Given instruction A> In the mantis forum thread, reproduce word for word the stretch from "Reminds me of" through "them so much.".
Given instruction B> According to Radek's reply in the mantis forum thread, how many attack efforts did the mantis need before it started to ignore the target?
Given instruction C> Write what comes next in the mantis forum thread, picking up after hogosha's post.

Page>

# Hey Rick, this is what one of my mantises thinks of your signature...



## JoeCapricorn (Feb 24, 2010)




----------



## batsofchaos (Feb 24, 2010)

I can't even begin to describe how awesome that is.


----------



## Radek (Feb 24, 2010)

Very funny  Interesting, that it needed 10 attack efforts, before it started to ignore "target".


----------



## kookamonga (Feb 24, 2010)

hehe it got smarter at the end


----------



## Katnapper (Feb 24, 2010)

That is just tooo funny, Joe!




Reminds me of the kitties chasing the mouse or laser light. You know mantids and kitties do have several things in common... maybe that's one of the reasons I like them so much.


----------



## Rick (Feb 25, 2010)

That's great! My cat will sit there and stare at it. Funny how the mantis eventually stopped trying. :lol:


----------



## hogosha (Feb 25, 2010)

Very entertaining experiment! ^_^ 

My cat will also chase the mouse pointer on occasion but that was much more fun to watch.

Listing>
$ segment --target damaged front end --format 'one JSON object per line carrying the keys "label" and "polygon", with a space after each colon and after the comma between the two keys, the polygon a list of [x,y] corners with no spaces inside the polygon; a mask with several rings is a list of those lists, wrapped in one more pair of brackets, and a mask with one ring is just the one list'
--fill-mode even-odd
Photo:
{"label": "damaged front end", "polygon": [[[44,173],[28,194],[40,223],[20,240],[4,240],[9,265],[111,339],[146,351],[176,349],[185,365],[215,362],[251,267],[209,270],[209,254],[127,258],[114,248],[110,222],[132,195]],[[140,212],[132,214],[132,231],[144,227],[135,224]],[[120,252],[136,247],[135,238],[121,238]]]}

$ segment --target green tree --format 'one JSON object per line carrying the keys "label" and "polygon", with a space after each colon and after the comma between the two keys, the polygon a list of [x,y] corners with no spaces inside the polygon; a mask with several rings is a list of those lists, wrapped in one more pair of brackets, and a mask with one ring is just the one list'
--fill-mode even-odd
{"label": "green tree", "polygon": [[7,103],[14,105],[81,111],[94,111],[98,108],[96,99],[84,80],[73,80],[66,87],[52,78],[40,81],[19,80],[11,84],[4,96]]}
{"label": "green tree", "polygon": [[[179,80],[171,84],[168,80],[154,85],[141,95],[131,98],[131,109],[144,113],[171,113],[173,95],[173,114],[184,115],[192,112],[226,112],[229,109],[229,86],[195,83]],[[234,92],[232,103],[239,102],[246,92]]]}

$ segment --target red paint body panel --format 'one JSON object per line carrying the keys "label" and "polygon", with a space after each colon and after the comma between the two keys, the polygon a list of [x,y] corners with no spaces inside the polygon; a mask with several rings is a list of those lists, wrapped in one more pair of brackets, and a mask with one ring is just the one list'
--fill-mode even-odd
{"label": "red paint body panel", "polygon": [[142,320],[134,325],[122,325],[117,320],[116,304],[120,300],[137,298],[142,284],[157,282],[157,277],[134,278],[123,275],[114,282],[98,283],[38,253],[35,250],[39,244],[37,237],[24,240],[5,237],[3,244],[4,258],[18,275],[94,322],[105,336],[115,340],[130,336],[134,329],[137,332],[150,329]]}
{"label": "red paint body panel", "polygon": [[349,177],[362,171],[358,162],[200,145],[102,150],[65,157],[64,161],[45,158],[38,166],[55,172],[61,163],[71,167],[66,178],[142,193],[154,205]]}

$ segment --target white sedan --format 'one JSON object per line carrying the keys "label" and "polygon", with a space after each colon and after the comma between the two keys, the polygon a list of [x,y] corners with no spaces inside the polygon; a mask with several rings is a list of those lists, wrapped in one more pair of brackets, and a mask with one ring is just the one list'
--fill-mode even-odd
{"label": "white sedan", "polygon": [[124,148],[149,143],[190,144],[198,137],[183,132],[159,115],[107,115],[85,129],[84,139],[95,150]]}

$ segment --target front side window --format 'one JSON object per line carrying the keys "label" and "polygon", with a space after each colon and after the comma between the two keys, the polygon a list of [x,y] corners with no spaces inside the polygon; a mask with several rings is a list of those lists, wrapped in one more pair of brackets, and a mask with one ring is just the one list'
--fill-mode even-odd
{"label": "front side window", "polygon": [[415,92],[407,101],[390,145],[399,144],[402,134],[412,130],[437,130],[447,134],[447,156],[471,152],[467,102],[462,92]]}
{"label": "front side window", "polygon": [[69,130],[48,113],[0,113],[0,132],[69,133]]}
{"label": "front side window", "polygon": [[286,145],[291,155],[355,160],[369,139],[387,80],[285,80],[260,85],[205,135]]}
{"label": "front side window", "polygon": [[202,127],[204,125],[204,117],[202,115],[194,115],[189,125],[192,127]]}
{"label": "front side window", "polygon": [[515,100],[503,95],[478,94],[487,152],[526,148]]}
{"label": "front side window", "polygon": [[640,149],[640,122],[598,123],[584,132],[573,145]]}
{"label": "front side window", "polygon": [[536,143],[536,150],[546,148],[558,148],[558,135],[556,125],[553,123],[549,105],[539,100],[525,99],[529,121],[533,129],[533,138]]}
==
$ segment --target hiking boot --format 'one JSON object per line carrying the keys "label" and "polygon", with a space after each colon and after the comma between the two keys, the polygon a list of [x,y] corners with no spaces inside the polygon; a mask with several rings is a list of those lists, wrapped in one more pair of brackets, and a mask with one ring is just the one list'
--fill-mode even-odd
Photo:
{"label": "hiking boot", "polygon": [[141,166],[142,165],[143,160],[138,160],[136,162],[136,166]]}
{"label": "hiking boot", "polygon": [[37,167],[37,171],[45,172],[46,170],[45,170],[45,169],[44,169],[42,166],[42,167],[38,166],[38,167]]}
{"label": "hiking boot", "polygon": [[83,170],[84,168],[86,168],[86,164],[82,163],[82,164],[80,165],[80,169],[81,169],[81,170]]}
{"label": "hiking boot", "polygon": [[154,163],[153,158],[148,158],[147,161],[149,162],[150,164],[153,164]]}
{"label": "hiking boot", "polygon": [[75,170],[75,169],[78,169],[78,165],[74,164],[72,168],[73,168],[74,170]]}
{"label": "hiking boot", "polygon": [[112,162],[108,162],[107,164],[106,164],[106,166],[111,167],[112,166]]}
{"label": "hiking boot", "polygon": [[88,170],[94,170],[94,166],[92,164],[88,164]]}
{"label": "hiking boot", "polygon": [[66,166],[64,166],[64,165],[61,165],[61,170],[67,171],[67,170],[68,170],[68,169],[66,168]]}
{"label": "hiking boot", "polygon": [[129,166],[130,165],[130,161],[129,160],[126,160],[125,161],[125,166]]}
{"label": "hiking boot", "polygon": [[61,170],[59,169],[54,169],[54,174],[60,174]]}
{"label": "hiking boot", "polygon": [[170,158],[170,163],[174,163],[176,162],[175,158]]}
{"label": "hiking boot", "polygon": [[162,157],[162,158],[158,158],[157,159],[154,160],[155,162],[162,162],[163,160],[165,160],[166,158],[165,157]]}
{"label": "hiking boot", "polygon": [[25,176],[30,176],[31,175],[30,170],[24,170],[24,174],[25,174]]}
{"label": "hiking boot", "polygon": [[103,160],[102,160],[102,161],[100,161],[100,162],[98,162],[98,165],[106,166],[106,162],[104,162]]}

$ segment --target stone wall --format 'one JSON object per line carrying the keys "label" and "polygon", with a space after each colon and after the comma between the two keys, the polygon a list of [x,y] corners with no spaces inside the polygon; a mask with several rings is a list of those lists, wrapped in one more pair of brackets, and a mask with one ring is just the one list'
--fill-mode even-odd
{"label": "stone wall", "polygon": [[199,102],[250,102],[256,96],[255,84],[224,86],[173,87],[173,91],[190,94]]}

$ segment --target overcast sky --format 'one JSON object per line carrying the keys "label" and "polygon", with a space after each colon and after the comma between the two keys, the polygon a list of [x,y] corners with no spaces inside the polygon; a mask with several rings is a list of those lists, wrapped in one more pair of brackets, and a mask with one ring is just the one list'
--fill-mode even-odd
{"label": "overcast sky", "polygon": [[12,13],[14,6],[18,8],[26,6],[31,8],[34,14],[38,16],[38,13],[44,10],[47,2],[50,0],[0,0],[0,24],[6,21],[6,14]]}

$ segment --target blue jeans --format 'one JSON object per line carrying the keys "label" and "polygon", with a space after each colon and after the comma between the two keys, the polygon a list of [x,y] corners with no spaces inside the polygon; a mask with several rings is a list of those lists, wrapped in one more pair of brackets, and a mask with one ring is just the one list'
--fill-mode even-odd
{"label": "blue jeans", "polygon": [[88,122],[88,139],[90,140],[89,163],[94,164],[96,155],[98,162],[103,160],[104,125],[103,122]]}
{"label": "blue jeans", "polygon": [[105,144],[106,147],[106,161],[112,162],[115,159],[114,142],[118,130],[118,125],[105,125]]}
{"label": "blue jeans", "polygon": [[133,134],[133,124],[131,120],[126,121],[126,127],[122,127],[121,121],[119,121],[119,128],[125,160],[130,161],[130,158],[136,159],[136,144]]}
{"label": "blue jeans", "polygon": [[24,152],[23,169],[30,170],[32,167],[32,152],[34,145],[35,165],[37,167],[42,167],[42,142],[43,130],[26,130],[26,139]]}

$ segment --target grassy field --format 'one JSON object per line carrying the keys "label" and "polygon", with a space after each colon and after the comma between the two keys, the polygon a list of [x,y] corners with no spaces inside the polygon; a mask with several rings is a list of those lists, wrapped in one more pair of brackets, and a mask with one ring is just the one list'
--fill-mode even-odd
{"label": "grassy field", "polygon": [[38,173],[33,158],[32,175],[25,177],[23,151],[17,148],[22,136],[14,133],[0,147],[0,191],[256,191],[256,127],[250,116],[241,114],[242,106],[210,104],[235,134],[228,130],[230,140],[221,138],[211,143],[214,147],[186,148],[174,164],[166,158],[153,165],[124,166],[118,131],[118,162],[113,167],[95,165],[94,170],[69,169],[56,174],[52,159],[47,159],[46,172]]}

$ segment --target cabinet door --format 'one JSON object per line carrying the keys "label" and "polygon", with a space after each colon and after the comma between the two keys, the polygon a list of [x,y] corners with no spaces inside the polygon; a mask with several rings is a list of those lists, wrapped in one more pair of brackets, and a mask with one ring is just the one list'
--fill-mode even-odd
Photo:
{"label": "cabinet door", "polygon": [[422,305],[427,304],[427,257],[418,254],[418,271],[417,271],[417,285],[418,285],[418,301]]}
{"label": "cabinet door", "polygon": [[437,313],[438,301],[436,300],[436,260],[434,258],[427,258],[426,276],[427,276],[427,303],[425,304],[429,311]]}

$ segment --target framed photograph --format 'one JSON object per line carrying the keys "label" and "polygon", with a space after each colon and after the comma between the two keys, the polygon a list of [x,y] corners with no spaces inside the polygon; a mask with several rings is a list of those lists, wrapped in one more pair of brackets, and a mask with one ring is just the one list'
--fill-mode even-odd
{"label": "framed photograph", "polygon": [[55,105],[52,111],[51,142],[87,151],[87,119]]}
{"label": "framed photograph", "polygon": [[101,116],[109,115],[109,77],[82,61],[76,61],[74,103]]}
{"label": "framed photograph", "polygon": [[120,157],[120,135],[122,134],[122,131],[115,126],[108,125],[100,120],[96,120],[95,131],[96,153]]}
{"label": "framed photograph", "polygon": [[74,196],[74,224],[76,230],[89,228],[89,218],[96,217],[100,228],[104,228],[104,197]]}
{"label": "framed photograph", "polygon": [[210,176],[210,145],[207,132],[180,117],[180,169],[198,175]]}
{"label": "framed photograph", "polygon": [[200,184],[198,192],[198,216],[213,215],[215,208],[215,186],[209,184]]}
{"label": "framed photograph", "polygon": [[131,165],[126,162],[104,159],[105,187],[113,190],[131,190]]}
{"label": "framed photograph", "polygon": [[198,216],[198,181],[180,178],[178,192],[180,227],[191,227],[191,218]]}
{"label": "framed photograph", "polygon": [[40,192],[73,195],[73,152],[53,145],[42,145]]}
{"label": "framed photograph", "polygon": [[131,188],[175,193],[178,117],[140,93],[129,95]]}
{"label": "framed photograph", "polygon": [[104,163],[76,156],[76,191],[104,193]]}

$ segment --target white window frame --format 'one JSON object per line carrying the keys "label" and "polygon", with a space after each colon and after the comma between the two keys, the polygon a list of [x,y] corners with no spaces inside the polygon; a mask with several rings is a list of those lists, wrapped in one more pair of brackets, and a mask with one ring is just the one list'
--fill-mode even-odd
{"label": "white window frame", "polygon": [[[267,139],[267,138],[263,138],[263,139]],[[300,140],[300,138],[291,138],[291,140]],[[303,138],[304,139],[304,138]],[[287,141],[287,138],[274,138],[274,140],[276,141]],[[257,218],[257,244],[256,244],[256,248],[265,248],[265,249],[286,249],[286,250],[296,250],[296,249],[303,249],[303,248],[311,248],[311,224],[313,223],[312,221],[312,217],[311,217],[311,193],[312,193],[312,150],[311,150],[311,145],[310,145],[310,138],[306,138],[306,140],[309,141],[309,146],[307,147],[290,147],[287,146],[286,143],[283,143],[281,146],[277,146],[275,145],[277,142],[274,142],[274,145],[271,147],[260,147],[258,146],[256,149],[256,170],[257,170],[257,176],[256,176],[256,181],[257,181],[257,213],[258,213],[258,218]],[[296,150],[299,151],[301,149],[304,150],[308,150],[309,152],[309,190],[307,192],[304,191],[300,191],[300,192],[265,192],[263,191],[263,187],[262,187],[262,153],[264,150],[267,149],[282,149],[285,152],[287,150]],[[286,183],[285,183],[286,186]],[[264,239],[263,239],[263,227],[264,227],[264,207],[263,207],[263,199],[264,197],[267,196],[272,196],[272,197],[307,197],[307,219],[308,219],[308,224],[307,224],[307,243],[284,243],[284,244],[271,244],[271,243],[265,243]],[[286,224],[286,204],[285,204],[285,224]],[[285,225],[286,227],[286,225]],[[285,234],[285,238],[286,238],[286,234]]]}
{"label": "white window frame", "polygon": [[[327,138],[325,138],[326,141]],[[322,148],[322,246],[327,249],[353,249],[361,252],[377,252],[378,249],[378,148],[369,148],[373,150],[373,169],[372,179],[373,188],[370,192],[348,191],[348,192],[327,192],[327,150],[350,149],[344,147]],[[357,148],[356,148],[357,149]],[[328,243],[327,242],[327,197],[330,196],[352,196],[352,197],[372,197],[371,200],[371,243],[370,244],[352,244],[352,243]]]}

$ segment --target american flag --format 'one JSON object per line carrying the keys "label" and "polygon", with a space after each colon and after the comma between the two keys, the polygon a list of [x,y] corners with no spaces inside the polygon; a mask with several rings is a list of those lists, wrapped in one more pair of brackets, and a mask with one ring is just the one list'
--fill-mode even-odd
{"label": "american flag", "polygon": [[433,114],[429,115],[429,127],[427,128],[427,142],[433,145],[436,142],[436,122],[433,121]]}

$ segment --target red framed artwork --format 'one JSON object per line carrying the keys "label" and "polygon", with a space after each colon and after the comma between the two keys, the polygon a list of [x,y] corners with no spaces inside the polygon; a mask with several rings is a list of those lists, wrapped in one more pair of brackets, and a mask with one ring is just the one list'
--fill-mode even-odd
--
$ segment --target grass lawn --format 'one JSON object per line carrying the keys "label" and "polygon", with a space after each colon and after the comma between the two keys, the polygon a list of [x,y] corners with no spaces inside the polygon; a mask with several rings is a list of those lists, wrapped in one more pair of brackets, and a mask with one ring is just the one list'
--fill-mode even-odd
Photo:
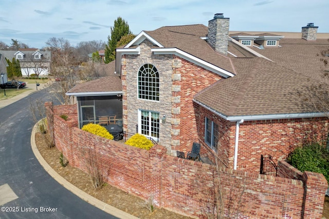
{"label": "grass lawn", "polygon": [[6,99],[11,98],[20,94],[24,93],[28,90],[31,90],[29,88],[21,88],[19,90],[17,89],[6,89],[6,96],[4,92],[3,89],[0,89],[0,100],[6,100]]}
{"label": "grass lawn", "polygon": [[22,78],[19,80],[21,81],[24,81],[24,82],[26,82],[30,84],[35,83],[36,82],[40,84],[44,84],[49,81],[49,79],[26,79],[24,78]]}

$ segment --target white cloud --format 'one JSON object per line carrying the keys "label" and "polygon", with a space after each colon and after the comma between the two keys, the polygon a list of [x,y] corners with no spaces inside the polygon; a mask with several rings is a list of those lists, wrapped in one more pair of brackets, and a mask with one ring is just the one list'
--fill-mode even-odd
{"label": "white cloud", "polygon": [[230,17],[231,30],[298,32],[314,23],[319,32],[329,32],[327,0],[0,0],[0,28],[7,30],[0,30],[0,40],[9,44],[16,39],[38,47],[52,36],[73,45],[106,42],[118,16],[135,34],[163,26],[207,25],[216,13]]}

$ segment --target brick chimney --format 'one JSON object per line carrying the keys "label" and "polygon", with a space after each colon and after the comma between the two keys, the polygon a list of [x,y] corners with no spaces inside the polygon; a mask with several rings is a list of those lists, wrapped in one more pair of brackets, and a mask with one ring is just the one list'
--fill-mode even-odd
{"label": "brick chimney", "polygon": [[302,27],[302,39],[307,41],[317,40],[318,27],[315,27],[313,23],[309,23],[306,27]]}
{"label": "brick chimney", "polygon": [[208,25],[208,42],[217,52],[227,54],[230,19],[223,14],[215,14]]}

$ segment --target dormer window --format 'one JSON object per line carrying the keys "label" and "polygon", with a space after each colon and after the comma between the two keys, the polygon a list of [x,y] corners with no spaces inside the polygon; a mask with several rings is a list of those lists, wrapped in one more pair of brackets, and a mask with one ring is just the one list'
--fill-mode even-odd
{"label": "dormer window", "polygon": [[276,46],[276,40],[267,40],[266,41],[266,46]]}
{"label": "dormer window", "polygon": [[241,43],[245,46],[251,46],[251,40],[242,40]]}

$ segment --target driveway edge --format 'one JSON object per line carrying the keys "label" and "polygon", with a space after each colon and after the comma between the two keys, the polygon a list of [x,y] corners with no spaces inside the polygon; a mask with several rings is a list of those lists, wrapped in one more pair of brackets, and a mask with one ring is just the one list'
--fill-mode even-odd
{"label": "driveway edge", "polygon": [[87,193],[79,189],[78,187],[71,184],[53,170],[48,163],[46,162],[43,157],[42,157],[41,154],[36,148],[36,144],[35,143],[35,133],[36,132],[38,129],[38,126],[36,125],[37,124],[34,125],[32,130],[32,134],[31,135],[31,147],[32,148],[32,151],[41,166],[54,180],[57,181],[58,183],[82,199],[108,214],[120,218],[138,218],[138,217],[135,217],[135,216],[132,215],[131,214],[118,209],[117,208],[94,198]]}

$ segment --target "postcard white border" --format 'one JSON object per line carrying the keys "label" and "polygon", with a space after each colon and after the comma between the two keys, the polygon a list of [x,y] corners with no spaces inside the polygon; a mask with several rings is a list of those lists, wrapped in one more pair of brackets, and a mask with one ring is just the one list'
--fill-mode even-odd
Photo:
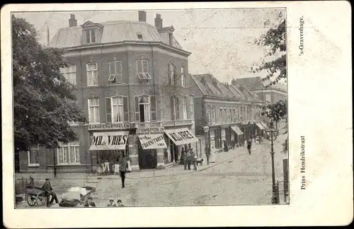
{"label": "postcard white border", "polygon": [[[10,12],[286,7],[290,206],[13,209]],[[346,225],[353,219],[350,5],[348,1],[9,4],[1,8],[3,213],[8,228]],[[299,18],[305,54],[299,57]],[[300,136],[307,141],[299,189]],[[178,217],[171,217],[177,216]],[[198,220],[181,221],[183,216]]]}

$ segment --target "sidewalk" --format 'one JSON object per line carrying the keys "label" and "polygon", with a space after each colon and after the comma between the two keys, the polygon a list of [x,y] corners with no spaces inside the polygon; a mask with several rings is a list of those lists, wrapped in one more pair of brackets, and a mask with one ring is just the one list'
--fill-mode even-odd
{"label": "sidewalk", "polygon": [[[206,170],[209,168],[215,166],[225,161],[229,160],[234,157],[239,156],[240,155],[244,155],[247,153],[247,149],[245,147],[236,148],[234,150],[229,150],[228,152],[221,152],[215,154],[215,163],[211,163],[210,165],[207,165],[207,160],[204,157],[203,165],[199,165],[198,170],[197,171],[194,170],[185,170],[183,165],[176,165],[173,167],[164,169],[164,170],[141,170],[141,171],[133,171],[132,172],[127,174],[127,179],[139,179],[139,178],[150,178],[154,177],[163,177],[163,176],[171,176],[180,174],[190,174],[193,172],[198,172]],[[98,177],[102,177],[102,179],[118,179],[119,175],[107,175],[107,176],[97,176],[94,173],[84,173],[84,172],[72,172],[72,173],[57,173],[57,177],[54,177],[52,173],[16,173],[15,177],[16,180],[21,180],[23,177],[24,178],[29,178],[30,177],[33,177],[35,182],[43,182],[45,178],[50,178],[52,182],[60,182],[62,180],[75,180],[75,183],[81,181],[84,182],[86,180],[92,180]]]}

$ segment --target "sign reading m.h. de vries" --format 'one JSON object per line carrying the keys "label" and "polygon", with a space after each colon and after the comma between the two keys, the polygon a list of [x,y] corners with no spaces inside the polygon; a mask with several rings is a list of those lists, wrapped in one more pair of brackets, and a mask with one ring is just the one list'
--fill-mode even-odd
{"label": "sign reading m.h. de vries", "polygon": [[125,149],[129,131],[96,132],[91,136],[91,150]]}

Answer A>
Reminds me of the kitties chasing the mouse or laser light. You know mantids and kitties do have several things in common... maybe that's one of the reasons I like them so much.

Answer B> It needed 10 attack efforts.

Answer C>
----------



## PhilinYuma (Feb 25, 2010)

Joe! You may be onto Something Big here! Your mantis was conditioned to avoid the fake prey/non productive stimulus after ten tries. This response is very different from that of a cat that seems never to learn not to chase a lazer pointer dot (play behavior, there, perhaps?).

My guess is that when you repeat the experiment today, you will get the same response; the avoidant behavior will have been extinguished (he will have forgotten what he learned, just like I do!) over time. Now, this response stands in marked contrast to insects' and other predators' response to prey with aposematic coloration (red/yellow/ black, usually, like wasps and stinkbugs). There, the predator is believed to associate the distinctive coloration, after very few trials, with an offensive taste and leave all such prey alone in the future. This protection also extends to offensive tasting and pleasant tasting insects with similar color patterns (Mullerian and Batesian mimicry). So why the difference in learning time? I suspect that it represents the difference between a mildly negative stimulus (failure) and a strongly negative one (bad taste), but it might be that the reaction of insect predators to aposematically colored insects has been poorly studied (I am aware of one sadly flawed experiment from CA that any experienced mantis keeper would recognize).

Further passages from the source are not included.